PARTS OF THE EXERCISE
(1) In the Lesaka press release text, reproduce the stretch from "Fundamental net loss and loss per share is" through "of equity-accounted investments." word for word.
(2) Render this sentence from the Lesaka press release text in Spanish: "A replay of the results presentation webcast will be available on the Lesaka investor relations website following the conclusion of the live event."

··· TEXT PROVIDED

The results webcast can be accessed by using the following link: https://url24.top/MeEva

Webcast ID: 838 8768 7101

Participants using the webcast will be able to ask questions by raising their hand and then asking the question "live."

Conference call dial-in:

  • US Toll-Free: + 1 312 626 6799 or +1 346 248 7799
  • South Africa Toll-Free + 27 87 551 7702

Participants using the conference call dial-in will be unable to ask questions

A replay of the results presentation webcast will be available on the Lesaka investor relations website following the conclusion of the live event.

Use of Non-GAAP Measures

U.S. securities laws require that when we publish any non-GAAP measures, we disclose the reason for using these non-GAAP measures and provide reconciliations to the most directly comparable GAAP measures. The presentation of EBITDA, Normalized EBITDA, fundamental net (loss) income and fundamental (loss) earnings per share and headline (loss) earnings per share are non-GAAP measures.

Operating income before depreciation and amortization and Normalized EBITDA

Operating income before depreciation and amortization is GAAP operating (loss) income adjusted for depreciation and amortization. Normalized EBITDA is earnings before interest, tax, depreciation and amortization (“EBITDA”), adjusted for unusual non-recurring items, costs related to acquisitions and transactions consummated or ultimately not pursued.

Fundamental net loss and fundamental loss per share

Fundamental net loss and loss per share is GAAP net loss and loss per share adjusted for the amortization of acquisition-related intangible assets (net of deferred taxes), stock-based compensation charges, and unusual non-recurring items, including costs related to acquisitions and transactions consummated or ultimately not pursued.

Fundamental net loss and loss per share for fiscal 2023 also includes a net gain on disposal of equity-accounted investments.

Management believes that the EBITDA, Normalized EBITDA, fundamental net (loss) income and (loss) earnings per share metrics enhance its own evaluation, as well as an investor’s understanding, of our financial performance. Attachment B presents the reconciliation between GAAP operating income and EBITDA and Normalized EBITDA; and GAAP net (loss) income and (loss) earnings per share and fundamental net (loss) income and (loss) earnings per share.

Headline (loss) earnings per share ("H(L)EPS")

The inclusion of H(L)EPS in this press release is a requirement of our listing on the JSE. H(L)EPS basic and diluted is calculated using net (loss) income which has been determined based on GAAP. Accordingly, this may differ to the headline (loss) earnings per share calculation of other companies listed on the JSE as these companies may report their financial results under a different financial reporting framework, including but not limited to, International Financial Reporting Standards.

······
··· GIVEN RECORDS

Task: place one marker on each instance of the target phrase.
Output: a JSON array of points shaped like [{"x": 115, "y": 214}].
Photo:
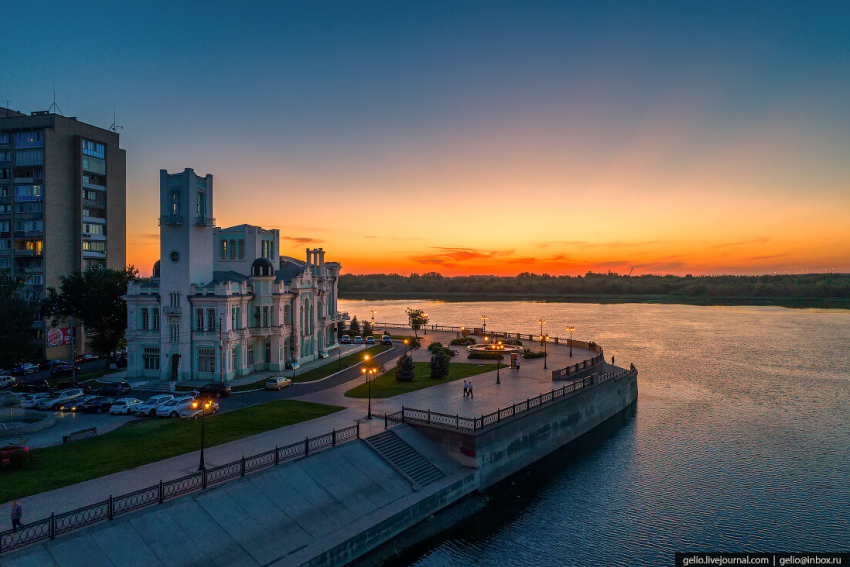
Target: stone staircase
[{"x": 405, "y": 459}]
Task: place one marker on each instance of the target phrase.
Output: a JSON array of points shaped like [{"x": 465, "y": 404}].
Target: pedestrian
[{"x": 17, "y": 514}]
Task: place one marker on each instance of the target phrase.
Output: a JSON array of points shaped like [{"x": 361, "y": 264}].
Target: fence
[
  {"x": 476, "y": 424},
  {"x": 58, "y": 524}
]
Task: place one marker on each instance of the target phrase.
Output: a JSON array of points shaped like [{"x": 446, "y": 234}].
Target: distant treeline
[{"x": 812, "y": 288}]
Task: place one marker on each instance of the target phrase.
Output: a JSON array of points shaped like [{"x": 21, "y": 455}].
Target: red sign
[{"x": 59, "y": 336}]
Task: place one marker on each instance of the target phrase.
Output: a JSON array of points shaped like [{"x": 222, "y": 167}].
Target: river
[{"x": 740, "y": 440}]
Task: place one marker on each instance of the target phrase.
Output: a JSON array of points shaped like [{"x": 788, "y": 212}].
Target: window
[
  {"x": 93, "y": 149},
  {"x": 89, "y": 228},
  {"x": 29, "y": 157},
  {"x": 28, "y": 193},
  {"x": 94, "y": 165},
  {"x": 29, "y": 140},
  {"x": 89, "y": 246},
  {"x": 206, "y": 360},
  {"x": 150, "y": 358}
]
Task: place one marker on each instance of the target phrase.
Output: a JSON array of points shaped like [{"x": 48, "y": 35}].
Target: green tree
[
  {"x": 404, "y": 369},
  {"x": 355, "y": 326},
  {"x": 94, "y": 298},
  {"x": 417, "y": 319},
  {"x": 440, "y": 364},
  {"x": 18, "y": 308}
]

······
··· GIVEN RECORDS

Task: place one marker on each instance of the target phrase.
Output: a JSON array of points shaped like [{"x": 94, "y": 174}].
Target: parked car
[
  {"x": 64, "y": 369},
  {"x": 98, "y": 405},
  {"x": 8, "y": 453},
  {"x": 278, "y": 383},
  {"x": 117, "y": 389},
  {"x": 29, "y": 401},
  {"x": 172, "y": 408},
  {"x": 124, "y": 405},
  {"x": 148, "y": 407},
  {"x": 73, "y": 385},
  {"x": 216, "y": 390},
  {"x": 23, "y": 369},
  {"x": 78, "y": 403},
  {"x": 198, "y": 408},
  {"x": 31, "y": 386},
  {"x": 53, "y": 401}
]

······
··· GIVEN RECORDS

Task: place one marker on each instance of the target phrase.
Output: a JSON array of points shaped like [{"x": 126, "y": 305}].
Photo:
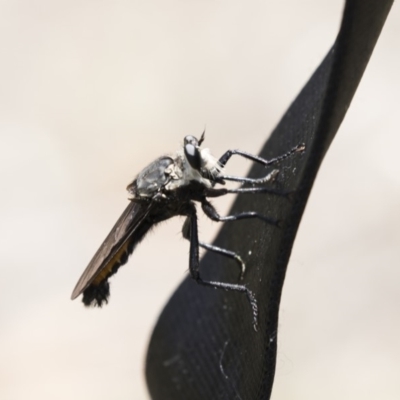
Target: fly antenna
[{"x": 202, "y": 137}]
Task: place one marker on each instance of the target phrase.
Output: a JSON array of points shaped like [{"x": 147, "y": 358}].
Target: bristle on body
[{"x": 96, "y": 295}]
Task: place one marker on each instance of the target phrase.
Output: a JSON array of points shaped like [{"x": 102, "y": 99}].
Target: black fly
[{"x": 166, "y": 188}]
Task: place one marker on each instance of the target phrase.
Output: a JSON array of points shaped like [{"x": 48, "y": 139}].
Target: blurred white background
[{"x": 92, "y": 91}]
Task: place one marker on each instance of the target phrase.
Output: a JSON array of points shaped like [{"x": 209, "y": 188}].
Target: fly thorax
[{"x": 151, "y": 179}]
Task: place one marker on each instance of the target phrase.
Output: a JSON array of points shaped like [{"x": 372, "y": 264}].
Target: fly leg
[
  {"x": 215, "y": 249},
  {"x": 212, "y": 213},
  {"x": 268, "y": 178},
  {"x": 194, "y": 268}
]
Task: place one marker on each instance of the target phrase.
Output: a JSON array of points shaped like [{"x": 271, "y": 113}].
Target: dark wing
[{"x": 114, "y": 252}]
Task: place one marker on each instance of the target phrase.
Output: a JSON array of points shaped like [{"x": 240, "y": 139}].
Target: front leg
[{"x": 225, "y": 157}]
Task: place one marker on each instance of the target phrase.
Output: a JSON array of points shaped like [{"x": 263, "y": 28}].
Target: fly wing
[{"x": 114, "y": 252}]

······

TASK-BY-TASK ANSWERS
(1)
Fundamental net loss and loss per share is GAAP net loss and loss per share adjusted for the amortization of acquisition-related intangible assets (net of deferred taxes), stock-based compensation charges, and unusual non-recurring items, including costs related to acquisitions and transactions consummated or ultimately not pursued.

Fundamental net loss and loss per share for fiscal 2023 also includes a net gain on disposal of equity-accounted investments.

(2) Una repetición del webcast de la presentación de resultados estará disponible en el sitio web de relaciones con inversores de Lesaka tras la conclusión del evento en directo.